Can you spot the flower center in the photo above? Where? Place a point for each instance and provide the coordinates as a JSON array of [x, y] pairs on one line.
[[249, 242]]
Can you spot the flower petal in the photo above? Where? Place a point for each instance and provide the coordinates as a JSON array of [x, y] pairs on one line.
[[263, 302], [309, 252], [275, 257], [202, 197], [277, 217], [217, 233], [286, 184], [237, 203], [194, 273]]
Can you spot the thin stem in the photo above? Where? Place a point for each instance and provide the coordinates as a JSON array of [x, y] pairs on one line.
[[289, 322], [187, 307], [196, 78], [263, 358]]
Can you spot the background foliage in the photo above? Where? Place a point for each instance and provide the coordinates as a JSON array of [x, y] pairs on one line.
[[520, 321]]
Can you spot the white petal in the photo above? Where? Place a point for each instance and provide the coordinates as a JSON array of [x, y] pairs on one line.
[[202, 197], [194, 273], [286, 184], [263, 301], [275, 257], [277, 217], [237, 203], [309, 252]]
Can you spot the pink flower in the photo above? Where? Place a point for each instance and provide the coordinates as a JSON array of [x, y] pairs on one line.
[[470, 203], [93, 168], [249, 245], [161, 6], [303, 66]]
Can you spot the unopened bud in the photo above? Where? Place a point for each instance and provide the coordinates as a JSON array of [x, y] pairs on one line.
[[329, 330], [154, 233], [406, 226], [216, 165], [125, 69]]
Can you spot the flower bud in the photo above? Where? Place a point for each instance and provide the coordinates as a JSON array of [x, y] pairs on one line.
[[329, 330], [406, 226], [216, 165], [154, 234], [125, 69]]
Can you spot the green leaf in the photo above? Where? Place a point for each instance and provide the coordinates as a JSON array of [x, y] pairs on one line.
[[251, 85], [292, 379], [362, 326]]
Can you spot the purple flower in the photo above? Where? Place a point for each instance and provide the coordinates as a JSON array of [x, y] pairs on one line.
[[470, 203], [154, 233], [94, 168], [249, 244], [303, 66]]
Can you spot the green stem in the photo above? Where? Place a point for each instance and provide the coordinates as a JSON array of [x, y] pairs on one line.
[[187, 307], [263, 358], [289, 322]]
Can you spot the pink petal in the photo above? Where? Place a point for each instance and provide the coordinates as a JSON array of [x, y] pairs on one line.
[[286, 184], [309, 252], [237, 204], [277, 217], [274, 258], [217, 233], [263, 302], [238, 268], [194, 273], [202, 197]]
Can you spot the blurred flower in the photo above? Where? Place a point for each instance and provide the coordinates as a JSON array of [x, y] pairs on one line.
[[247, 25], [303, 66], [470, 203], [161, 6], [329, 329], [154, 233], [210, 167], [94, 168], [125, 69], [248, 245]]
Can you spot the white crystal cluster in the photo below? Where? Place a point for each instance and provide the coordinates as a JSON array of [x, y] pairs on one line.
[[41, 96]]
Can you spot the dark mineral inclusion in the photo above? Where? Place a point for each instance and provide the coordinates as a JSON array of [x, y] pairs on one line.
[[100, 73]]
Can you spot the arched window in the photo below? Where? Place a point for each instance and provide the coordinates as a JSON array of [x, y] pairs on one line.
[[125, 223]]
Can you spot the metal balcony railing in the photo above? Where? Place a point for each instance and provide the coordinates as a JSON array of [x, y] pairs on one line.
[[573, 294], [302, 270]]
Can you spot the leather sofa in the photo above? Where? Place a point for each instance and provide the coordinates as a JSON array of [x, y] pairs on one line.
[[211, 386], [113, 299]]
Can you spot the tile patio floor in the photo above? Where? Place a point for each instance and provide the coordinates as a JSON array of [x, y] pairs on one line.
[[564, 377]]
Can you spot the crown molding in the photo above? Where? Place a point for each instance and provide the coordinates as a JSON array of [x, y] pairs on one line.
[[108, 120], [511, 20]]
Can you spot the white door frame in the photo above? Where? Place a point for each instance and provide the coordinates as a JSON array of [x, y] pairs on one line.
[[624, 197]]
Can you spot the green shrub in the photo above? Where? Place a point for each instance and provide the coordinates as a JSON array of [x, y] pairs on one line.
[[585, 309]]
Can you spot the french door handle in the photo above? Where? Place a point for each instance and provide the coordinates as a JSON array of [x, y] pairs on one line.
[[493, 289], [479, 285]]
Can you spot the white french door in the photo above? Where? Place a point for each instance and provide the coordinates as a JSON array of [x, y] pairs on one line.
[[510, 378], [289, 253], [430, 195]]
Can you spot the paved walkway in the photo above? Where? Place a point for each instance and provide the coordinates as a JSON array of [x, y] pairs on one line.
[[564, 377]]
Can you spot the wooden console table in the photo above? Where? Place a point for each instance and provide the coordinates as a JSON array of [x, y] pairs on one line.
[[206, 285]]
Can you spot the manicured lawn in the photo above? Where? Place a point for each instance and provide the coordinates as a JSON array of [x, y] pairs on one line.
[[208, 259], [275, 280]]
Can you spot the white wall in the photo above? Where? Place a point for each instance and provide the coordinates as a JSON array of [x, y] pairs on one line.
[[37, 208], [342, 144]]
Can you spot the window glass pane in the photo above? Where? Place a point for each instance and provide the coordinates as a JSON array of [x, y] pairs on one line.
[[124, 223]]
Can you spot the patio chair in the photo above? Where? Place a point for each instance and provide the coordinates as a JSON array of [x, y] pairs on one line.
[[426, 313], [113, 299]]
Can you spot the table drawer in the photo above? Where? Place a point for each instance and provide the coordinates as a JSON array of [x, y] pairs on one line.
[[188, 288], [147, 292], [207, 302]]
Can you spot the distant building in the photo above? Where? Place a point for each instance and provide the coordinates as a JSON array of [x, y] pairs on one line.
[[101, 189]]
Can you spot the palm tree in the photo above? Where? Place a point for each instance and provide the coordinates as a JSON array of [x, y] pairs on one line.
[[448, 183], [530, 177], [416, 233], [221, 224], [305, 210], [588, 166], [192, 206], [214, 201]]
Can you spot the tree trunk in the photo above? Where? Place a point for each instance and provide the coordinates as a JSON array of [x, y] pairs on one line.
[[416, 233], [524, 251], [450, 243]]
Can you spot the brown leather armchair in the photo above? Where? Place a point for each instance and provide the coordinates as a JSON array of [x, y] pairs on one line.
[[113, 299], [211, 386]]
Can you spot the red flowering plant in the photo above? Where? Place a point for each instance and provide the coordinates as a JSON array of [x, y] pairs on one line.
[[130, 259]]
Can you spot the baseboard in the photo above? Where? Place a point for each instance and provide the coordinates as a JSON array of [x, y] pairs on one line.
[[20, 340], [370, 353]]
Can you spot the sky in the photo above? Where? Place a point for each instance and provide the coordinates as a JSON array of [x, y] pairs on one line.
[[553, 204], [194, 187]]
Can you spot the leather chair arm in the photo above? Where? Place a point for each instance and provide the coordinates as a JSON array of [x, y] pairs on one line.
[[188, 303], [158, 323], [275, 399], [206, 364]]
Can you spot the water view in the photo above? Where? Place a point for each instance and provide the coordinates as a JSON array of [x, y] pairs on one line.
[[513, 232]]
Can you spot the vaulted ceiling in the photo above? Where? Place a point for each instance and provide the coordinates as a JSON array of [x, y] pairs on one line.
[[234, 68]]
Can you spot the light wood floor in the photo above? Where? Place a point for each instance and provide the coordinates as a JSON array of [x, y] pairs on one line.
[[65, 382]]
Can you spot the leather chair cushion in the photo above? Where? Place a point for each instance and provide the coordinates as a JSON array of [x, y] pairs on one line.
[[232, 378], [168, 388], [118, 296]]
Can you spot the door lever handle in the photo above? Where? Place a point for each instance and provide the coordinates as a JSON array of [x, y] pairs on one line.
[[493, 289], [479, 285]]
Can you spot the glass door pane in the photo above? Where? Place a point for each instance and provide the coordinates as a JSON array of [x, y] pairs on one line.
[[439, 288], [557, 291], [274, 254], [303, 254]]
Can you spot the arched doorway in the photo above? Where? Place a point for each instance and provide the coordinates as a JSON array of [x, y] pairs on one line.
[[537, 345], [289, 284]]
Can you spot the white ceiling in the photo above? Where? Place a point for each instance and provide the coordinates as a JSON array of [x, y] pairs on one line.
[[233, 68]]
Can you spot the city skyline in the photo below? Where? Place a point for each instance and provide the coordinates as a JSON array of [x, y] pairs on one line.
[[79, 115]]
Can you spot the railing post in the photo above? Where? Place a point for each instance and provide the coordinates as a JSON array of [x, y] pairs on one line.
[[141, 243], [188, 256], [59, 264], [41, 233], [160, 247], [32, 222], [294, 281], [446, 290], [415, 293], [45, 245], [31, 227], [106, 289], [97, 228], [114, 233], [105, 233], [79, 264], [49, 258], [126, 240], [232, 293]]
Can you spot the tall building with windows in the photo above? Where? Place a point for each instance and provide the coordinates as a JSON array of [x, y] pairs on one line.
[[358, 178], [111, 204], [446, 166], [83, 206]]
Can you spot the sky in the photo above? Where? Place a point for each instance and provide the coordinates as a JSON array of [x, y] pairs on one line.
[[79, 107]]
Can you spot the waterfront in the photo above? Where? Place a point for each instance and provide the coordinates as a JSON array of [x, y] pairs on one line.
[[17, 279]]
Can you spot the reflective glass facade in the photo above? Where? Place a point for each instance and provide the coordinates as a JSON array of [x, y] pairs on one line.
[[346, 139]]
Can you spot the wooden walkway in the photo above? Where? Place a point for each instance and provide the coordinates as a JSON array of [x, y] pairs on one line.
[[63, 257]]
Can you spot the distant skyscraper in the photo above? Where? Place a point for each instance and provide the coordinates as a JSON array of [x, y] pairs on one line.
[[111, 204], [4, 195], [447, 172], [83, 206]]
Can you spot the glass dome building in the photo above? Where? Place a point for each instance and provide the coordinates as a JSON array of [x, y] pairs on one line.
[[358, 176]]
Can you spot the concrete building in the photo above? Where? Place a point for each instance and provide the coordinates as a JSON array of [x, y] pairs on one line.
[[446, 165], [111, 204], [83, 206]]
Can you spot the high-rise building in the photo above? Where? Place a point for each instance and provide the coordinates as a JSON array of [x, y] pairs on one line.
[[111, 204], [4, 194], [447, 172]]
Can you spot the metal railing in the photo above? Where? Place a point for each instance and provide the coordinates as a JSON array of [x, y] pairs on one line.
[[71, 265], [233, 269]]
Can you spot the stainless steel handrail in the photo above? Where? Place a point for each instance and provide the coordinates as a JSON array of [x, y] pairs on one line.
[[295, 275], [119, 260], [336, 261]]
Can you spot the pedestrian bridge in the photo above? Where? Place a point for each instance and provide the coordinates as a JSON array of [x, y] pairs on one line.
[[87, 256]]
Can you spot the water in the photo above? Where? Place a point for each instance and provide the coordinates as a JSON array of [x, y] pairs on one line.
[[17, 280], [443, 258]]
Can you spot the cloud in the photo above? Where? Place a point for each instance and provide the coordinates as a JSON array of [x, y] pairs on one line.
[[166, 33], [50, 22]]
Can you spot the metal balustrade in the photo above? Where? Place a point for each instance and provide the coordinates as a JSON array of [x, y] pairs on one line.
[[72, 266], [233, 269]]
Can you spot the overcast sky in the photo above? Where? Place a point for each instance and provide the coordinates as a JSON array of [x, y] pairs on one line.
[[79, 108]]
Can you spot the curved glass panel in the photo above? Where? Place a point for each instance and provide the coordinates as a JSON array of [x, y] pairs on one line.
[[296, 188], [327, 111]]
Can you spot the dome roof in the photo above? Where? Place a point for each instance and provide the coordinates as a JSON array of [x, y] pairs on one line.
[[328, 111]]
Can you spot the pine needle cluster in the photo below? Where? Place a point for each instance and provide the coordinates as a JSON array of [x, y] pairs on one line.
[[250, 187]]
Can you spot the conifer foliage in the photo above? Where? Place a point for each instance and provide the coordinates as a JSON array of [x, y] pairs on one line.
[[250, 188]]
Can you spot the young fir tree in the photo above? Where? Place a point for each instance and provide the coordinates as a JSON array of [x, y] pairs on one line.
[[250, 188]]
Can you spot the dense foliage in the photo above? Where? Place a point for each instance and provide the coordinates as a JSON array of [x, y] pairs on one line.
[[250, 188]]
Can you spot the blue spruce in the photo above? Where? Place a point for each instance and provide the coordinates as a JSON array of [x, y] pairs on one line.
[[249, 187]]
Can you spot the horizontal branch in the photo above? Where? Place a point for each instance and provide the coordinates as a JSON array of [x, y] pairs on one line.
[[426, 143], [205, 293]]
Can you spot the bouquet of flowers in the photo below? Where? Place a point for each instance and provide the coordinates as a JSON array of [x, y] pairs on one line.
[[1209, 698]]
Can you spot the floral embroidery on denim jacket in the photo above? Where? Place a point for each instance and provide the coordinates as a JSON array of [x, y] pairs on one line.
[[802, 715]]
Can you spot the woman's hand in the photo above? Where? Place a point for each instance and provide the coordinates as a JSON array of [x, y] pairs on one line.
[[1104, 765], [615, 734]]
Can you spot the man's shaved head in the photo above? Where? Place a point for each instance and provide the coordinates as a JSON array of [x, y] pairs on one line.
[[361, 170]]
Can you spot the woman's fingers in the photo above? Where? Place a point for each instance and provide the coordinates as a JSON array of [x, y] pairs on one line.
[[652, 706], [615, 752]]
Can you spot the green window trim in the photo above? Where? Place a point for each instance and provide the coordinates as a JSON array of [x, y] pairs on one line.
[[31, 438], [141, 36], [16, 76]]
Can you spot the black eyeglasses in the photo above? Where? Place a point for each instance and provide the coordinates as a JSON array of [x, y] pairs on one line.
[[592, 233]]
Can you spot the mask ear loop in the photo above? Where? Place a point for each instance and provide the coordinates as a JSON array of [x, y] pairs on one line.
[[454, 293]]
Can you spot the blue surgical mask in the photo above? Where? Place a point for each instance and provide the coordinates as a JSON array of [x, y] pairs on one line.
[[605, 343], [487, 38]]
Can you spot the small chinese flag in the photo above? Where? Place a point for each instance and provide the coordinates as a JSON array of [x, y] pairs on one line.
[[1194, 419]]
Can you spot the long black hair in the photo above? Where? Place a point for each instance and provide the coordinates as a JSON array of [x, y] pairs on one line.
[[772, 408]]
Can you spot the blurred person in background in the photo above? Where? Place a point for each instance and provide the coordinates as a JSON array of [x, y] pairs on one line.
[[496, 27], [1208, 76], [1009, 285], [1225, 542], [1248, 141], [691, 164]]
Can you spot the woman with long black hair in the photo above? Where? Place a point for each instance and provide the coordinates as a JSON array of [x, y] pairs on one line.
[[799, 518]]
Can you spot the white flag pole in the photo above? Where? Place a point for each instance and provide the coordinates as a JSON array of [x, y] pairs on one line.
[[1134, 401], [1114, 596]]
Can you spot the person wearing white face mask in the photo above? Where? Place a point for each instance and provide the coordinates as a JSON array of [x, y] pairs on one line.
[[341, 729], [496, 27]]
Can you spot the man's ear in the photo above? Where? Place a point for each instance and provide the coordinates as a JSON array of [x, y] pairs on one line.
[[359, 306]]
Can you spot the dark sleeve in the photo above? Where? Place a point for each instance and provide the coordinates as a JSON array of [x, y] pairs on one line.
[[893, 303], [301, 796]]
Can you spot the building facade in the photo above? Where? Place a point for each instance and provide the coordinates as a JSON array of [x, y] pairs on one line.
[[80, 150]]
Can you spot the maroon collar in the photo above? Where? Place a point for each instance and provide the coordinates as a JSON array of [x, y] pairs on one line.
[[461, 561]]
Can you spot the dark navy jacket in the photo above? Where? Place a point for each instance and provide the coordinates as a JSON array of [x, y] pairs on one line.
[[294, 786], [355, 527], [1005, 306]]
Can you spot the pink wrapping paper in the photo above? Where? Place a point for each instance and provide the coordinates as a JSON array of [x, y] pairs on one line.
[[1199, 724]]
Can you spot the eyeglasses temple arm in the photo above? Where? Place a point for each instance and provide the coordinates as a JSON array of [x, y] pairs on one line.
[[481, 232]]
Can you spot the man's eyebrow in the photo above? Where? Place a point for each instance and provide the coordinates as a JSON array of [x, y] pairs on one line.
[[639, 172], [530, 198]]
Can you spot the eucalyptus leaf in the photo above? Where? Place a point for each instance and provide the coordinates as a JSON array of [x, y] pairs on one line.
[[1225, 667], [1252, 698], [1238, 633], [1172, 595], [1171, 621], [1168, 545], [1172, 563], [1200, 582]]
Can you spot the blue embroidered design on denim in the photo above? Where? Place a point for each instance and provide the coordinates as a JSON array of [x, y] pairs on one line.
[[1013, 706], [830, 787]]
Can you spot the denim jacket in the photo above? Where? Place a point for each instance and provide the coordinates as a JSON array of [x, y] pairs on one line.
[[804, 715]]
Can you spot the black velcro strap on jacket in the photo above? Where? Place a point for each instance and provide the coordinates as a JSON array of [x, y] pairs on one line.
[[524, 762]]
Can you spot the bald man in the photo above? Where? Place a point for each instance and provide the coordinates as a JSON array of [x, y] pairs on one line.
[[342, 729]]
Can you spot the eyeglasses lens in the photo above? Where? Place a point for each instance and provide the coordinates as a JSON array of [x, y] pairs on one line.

_GIVEN TASK_.
Write out exactly the lines from the line holding "Can you spot the dark navy" through the last line of the data, and nothing besides those lines.

_RESPONSE TO THIS EXERCISE_.
Can you spot the dark navy jacket in the photo above? Where? Place a point for each instance and provide the coordinates as a JSON array of [x, y] pairs on one line.
[[294, 786], [355, 527], [1005, 306]]
Can you spot the pink wrapping paper in the photo above? Where? Place a point for each instance and provide the coordinates as a JSON array of [x, y] pairs on one line.
[[1199, 724]]
Can you spot the eyeglasses temple arm in the photo above? Where? Place a point for each instance and provide the coordinates as a JSON array of [x, y] pairs on one line.
[[481, 232]]
Can you spot the man's eyebrow in the photo above? Where? Place a point for each instance and provide the coordinates as a JSON array of [x, y] pairs on one line.
[[639, 172], [530, 198]]
Can you spot the eucalyptus leaf in the photo above? Where? Place a point for each instance and provide the coordinates as a JSON array of [x, y] pairs on one line.
[[1225, 667], [1252, 698], [1238, 633], [1172, 595], [1171, 621], [1168, 545], [1172, 563], [1200, 582]]
Can you spot the blue embroidered design on denim in the photo above? Where? Place a point for each instance and provide the coordinates as a JSON array of [x, y] pairs on one line.
[[1013, 706], [830, 787]]
Can you spot the denim jacket in the photo above? Where? Place a point for each instance and provide the coordinates as a JSON array of [x, y] pairs on one line.
[[804, 715]]
Can you spot the black velcro strap on jacket in the photo above? Where? Place a point for each instance and provide the coordinates as a JSON array of [x, y] pairs on one line.
[[524, 762]]
Can you spot the bald man in the photo above? Where? Place a point for each instance and provide the coordinates as a JSON array of [x, y] pairs on one line.
[[342, 729]]
Can you spot the eyeglasses lens in the photo above? Where? Place a point for each instance and provide the coordinates as a JSON array of [x, y] pairs on one line.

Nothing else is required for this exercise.